TEXTE PRÉSENTÉ:
■ ■ ■ ■ ■

Pas de liens entre vaccins et autisme
Depuis plus de vingt ans, la méfiance envers le vaccin ROR s'est accentuée, se fondant en particulier sur une étude publiée en 1998 dans la revue médicale prestigieuse The Lancet, qui suggérait un lien entre la vaccination ROR et l'autisme.
Cependant, l'étude s'est révélée être un "trucage" de son auteur Andrew Wakefield, comme détaillé dans cet article de l'AFP, mais ni le démenti officiel de la revue, ni le retrait de l'article, ni les multiples travaux postérieurs démontrant l'absence de lien, n'ont fait cesser la désinformation autour de ce vaccin.
Depuis la nomination de Robert Kennedy Jr. en début d'année à la tête du ministère de la Santé américain par le président Donald Trump, cette théorie connaît un regain d'intérêt anti-vaccin notoire. RFK Jr a en effet partagé plusieurs fois cette infox, comme lors d'une interview pour Fox News en juillet 2023 (lien archivé ici) où il déclarait : "Je pense que l'autisme est dû aux vaccins."
En avril, il avait promis de révéler les "causes" de ce qu'il nomme une "épidémie" d'autisme. Mais si les cas d'autisme - un trouble complexe au spectre large - ont augmenté ces dernières décennies aux Etats-Unis, les scientifiques rejettent l'existence d'une épidémie, mettant en exergue les améliorations des diagnostics.
Le 22 septembre, RFK Jr s'est joint à Donald Trump lors d'une conférence de presse à la Maison Blanche dédiée à l'autisme, lors de laquelle le président américain a vivement déconseillé le paracétamol aux femmes enceintes, l'associant à un risque d'autisme élevé pour les enfants - en dépit du consensus scientifique contraire sur le sujet, comme expliqué dans cet article.
Donald Trump a également exhorté les parents à rejeter le vaccin ROR au profit de vaccins contre un seul virus, une proposition qui constituerait un changement majeur par rapport aux recommandations actuelles.

■ ■ ■ ■ ■

(Données d'ancrage d'objets en langage naturel)
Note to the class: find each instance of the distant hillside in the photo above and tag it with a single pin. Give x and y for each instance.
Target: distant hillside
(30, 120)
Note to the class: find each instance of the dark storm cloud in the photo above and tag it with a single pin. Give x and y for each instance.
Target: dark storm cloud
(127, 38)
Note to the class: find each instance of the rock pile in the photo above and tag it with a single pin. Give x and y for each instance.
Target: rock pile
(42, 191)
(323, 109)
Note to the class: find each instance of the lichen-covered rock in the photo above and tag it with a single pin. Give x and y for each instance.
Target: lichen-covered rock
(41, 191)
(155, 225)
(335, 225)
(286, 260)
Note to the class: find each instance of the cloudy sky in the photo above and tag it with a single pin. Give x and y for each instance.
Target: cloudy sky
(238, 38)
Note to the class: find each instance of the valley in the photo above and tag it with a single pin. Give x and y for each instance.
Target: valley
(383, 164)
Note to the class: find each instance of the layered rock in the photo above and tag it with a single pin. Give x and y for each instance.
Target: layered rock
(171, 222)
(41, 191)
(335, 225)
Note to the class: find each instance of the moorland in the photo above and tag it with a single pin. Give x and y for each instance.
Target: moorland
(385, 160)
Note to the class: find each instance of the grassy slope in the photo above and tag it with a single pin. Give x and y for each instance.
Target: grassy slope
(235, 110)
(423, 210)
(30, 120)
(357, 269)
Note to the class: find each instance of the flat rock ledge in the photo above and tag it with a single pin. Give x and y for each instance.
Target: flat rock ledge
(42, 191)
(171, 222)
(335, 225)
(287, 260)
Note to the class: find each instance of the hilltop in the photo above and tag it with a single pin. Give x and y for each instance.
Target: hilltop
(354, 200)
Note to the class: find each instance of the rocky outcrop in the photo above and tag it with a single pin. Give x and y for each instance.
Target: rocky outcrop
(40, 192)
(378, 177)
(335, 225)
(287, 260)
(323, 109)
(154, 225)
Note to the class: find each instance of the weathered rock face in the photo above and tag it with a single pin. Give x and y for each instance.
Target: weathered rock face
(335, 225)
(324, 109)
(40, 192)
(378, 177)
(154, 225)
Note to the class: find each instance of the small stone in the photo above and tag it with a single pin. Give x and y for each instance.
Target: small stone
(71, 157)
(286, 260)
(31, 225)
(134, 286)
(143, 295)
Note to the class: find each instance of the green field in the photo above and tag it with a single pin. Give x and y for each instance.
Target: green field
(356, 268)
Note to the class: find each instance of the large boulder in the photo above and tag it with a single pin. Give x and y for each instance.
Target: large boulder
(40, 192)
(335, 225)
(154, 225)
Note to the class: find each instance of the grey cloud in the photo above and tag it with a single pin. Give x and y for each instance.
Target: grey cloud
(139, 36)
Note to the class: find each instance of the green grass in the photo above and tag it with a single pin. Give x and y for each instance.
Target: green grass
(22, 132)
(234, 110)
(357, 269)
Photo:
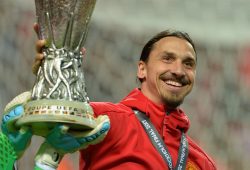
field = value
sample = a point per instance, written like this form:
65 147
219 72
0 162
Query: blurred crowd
218 107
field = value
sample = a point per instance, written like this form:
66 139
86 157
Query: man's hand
19 138
65 142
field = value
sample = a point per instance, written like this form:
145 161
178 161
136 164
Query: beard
172 99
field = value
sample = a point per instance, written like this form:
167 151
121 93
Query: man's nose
178 69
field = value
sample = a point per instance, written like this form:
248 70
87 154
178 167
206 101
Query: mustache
180 79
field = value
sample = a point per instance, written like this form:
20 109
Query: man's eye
190 64
167 58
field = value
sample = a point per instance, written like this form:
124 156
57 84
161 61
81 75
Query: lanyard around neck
160 145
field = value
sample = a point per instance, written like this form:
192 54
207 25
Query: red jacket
127 145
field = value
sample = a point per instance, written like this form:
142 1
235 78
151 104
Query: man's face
169 74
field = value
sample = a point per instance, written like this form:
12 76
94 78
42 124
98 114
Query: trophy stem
50 30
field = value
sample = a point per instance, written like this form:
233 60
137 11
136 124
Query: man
166 70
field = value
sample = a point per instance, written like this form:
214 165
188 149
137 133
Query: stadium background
219 105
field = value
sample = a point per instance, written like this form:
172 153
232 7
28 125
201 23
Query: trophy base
43 115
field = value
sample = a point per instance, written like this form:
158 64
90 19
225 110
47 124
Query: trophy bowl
59 93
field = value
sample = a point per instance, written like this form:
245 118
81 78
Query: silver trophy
59 93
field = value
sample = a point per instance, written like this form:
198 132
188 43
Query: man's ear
141 70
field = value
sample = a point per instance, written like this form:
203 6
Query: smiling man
148 130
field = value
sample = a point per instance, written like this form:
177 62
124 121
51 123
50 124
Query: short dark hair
167 33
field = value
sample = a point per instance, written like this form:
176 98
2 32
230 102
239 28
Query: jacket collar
159 114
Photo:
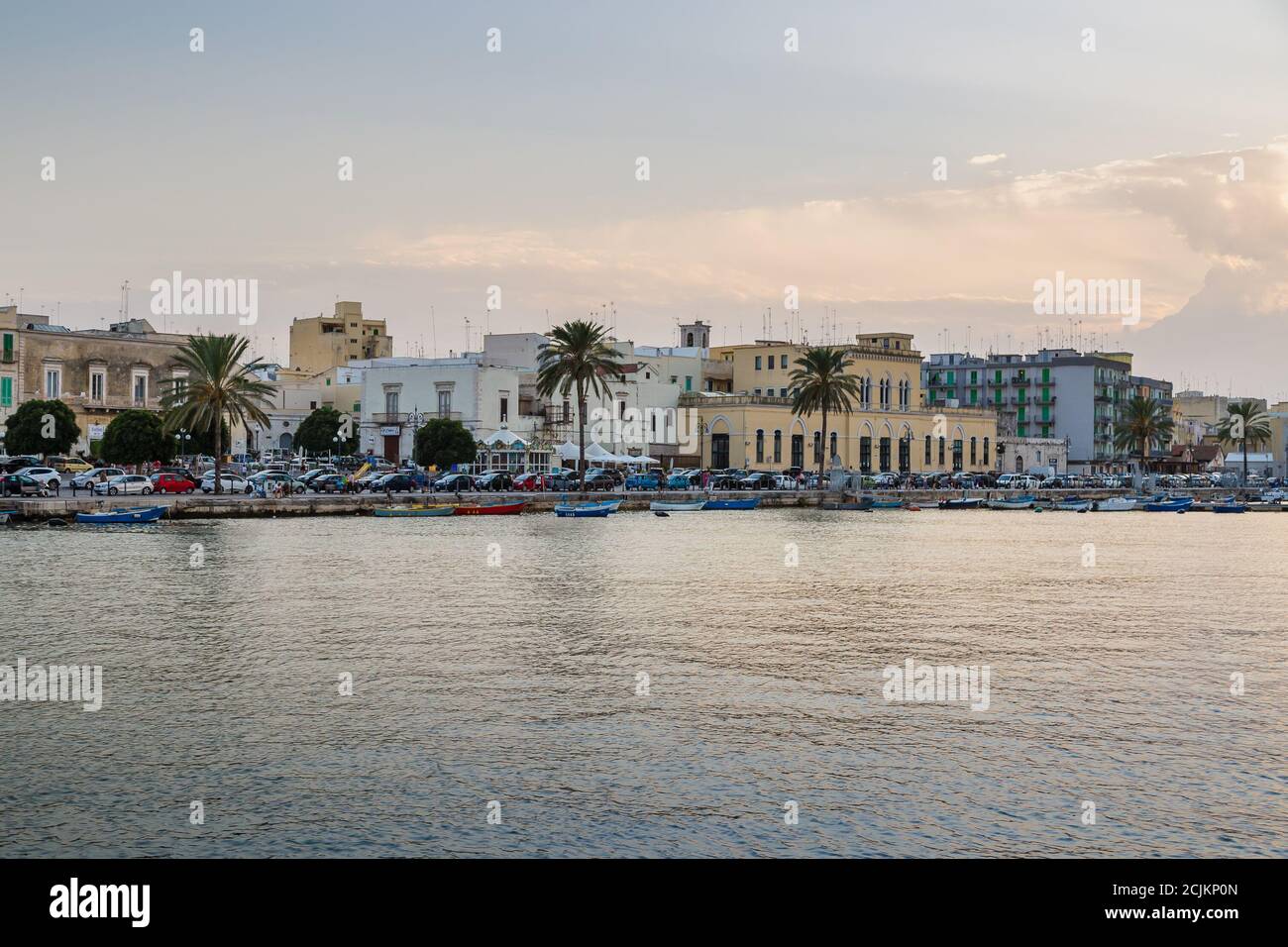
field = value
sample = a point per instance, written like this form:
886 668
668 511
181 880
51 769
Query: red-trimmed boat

■ ■ ■ ■ ■

EXERCICE: Dans le texte sur les vaccins et l'autisme, dans quelle revue l'étude de 1998 a-t-elle paru ?

RÉPONSE: Dans la revue médicale The Lancet.